[Supplied data]
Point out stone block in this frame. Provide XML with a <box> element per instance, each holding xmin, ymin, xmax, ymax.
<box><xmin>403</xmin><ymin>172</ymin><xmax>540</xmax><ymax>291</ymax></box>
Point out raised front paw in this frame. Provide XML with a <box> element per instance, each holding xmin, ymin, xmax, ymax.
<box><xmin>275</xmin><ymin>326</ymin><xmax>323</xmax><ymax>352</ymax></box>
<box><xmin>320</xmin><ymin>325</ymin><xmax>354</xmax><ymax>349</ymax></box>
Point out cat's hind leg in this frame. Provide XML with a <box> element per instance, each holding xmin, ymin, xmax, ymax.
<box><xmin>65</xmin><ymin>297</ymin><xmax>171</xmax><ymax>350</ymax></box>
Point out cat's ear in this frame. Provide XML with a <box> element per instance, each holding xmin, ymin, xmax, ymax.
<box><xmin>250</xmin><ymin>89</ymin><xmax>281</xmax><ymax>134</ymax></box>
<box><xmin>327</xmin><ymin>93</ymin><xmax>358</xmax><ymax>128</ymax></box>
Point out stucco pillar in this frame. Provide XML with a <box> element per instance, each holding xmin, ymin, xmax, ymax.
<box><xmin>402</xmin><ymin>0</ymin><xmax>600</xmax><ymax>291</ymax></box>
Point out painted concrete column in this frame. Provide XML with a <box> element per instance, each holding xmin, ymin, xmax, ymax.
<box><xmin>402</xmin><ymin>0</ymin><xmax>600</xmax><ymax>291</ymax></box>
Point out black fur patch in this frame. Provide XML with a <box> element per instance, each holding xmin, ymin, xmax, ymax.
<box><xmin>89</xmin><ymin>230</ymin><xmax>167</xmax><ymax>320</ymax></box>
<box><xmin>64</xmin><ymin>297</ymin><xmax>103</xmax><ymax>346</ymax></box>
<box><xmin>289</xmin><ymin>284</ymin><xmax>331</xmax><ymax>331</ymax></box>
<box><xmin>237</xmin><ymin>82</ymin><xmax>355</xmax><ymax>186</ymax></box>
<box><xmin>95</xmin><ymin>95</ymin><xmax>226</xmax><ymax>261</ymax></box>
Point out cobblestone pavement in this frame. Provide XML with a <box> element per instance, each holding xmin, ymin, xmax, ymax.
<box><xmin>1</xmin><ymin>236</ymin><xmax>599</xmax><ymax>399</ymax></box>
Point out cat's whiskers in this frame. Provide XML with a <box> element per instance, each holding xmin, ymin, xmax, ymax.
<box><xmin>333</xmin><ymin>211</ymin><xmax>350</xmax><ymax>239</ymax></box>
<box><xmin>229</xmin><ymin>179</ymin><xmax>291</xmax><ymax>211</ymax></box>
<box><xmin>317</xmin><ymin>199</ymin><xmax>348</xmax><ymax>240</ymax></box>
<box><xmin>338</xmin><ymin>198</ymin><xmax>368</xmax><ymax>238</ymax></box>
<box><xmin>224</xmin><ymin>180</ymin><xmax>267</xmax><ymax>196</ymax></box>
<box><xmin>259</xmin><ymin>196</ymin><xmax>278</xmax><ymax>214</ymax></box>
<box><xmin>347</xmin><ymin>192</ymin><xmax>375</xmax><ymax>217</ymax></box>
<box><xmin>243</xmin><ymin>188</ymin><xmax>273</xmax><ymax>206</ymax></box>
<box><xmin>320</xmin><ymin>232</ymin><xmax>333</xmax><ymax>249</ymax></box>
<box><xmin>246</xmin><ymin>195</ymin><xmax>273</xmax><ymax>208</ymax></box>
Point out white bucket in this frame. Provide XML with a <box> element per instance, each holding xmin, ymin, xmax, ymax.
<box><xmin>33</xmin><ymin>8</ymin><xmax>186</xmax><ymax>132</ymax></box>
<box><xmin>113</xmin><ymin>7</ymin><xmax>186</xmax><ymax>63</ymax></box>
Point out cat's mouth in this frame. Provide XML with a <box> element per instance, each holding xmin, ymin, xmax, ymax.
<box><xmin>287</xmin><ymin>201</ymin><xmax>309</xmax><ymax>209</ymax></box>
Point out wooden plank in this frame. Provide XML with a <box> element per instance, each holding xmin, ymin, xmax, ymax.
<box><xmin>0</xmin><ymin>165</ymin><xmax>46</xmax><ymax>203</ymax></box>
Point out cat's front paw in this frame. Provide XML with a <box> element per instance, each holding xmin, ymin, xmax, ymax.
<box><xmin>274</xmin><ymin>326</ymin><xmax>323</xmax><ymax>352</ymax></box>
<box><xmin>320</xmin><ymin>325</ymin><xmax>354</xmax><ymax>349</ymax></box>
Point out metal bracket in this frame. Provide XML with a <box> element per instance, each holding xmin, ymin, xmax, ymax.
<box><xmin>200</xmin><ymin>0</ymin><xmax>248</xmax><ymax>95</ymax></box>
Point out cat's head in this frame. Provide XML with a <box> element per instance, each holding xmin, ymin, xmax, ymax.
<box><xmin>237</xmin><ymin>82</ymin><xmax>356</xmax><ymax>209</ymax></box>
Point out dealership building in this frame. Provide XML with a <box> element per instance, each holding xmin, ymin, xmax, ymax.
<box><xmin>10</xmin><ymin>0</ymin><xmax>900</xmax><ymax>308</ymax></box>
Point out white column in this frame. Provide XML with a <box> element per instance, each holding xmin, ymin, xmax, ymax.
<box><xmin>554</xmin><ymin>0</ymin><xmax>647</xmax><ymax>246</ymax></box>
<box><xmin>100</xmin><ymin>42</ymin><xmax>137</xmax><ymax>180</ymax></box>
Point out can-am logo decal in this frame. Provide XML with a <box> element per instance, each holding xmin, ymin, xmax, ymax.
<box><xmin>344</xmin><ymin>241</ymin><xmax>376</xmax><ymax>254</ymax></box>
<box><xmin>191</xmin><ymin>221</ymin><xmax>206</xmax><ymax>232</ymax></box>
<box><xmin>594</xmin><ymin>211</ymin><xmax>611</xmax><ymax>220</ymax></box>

[Assignment] A word-for-word restatement of all the records is required.

[Task answer]
Point out stone block in this frame. Provide XML with a <box> element per instance, each holding xmin, ymin, xmax, ymax.
<box><xmin>403</xmin><ymin>172</ymin><xmax>540</xmax><ymax>291</ymax></box>
Point out raised front paw in this frame. Provide XML with a <box> element per instance, each holding xmin, ymin, xmax, ymax.
<box><xmin>275</xmin><ymin>326</ymin><xmax>323</xmax><ymax>352</ymax></box>
<box><xmin>320</xmin><ymin>325</ymin><xmax>354</xmax><ymax>349</ymax></box>
Point out cat's hind leg in this frame. Provide XML with a <box> element per instance, each holding xmin, ymin, xmax, ymax.
<box><xmin>65</xmin><ymin>297</ymin><xmax>171</xmax><ymax>350</ymax></box>
Point out cat's ear in this frame. Provide XML with a <box> element per instance, each holding xmin, ymin, xmax, ymax.
<box><xmin>250</xmin><ymin>89</ymin><xmax>281</xmax><ymax>134</ymax></box>
<box><xmin>327</xmin><ymin>93</ymin><xmax>358</xmax><ymax>128</ymax></box>
Point out stucco pillar in this frame. Provide XML with a <box> element per instance, each holding xmin, ymin, xmax, ymax.
<box><xmin>402</xmin><ymin>0</ymin><xmax>600</xmax><ymax>291</ymax></box>
Point out painted concrete column in this frame. Provide XML with a <box> element per instance, each holding xmin, ymin, xmax, ymax.
<box><xmin>402</xmin><ymin>0</ymin><xmax>600</xmax><ymax>291</ymax></box>
Point out black fur patch in this frame. Provide XML with a <box> element per instance, each holding xmin, ymin, xmax, ymax.
<box><xmin>89</xmin><ymin>230</ymin><xmax>167</xmax><ymax>320</ymax></box>
<box><xmin>64</xmin><ymin>297</ymin><xmax>103</xmax><ymax>346</ymax></box>
<box><xmin>289</xmin><ymin>284</ymin><xmax>331</xmax><ymax>331</ymax></box>
<box><xmin>237</xmin><ymin>82</ymin><xmax>355</xmax><ymax>186</ymax></box>
<box><xmin>95</xmin><ymin>95</ymin><xmax>226</xmax><ymax>261</ymax></box>
Point out cobblestone pavement in this frame. Provide XML with a <box> element per instance, each holding xmin, ymin, xmax, ymax.
<box><xmin>1</xmin><ymin>236</ymin><xmax>599</xmax><ymax>399</ymax></box>
Point out cat's whiskers in this frame. Provide XML with a <box> element per instance, each holding xmin, ymin, xmax, ymax.
<box><xmin>333</xmin><ymin>211</ymin><xmax>350</xmax><ymax>239</ymax></box>
<box><xmin>229</xmin><ymin>179</ymin><xmax>291</xmax><ymax>211</ymax></box>
<box><xmin>317</xmin><ymin>199</ymin><xmax>348</xmax><ymax>240</ymax></box>
<box><xmin>338</xmin><ymin>198</ymin><xmax>368</xmax><ymax>238</ymax></box>
<box><xmin>224</xmin><ymin>180</ymin><xmax>267</xmax><ymax>196</ymax></box>
<box><xmin>259</xmin><ymin>196</ymin><xmax>278</xmax><ymax>214</ymax></box>
<box><xmin>347</xmin><ymin>192</ymin><xmax>375</xmax><ymax>217</ymax></box>
<box><xmin>243</xmin><ymin>188</ymin><xmax>273</xmax><ymax>206</ymax></box>
<box><xmin>320</xmin><ymin>232</ymin><xmax>333</xmax><ymax>249</ymax></box>
<box><xmin>246</xmin><ymin>195</ymin><xmax>273</xmax><ymax>208</ymax></box>
Point out white bucket in this frame. Provide XML with a <box> element per instance, each holding xmin, ymin, xmax, ymax.
<box><xmin>33</xmin><ymin>8</ymin><xmax>186</xmax><ymax>132</ymax></box>
<box><xmin>113</xmin><ymin>7</ymin><xmax>186</xmax><ymax>63</ymax></box>
Point out cat's mouth in this frame. Provide XML with a <box> element per instance, each holding xmin, ymin, xmax, ymax.
<box><xmin>287</xmin><ymin>201</ymin><xmax>309</xmax><ymax>209</ymax></box>
Point out wooden plank in this frame. Provide XML with a <box> element per instance, each holding xmin, ymin, xmax, ymax.
<box><xmin>0</xmin><ymin>165</ymin><xmax>46</xmax><ymax>203</ymax></box>
Point out cat's front paw in this frame. Provide XML with a <box> element per instance, each holding xmin, ymin, xmax, ymax.
<box><xmin>274</xmin><ymin>326</ymin><xmax>323</xmax><ymax>352</ymax></box>
<box><xmin>320</xmin><ymin>325</ymin><xmax>354</xmax><ymax>349</ymax></box>
Point out metal bracket in this frame. Provide XML with a <box> element per instance, each holding xmin, ymin, xmax, ymax.
<box><xmin>200</xmin><ymin>0</ymin><xmax>248</xmax><ymax>95</ymax></box>
Point out cat's head in this frame. Provide XML with a <box> element per instance, each holding xmin, ymin, xmax, ymax.
<box><xmin>237</xmin><ymin>82</ymin><xmax>356</xmax><ymax>209</ymax></box>
Point out dealership building in this frame. Provide XML with a <box> element per instance, each holding xmin, ymin, xmax, ymax.
<box><xmin>10</xmin><ymin>0</ymin><xmax>900</xmax><ymax>308</ymax></box>
Point out white column in this frame. Provide XML with a <box> element per instance, each holding xmin, ymin, xmax, ymax.
<box><xmin>554</xmin><ymin>0</ymin><xmax>647</xmax><ymax>246</ymax></box>
<box><xmin>100</xmin><ymin>42</ymin><xmax>137</xmax><ymax>180</ymax></box>
Point out can-am logo decal in this frame. Provide XML with a <box> element per instance, each holding xmin, ymin, xmax, ymax.
<box><xmin>344</xmin><ymin>241</ymin><xmax>376</xmax><ymax>254</ymax></box>
<box><xmin>191</xmin><ymin>221</ymin><xmax>206</xmax><ymax>232</ymax></box>
<box><xmin>594</xmin><ymin>211</ymin><xmax>611</xmax><ymax>220</ymax></box>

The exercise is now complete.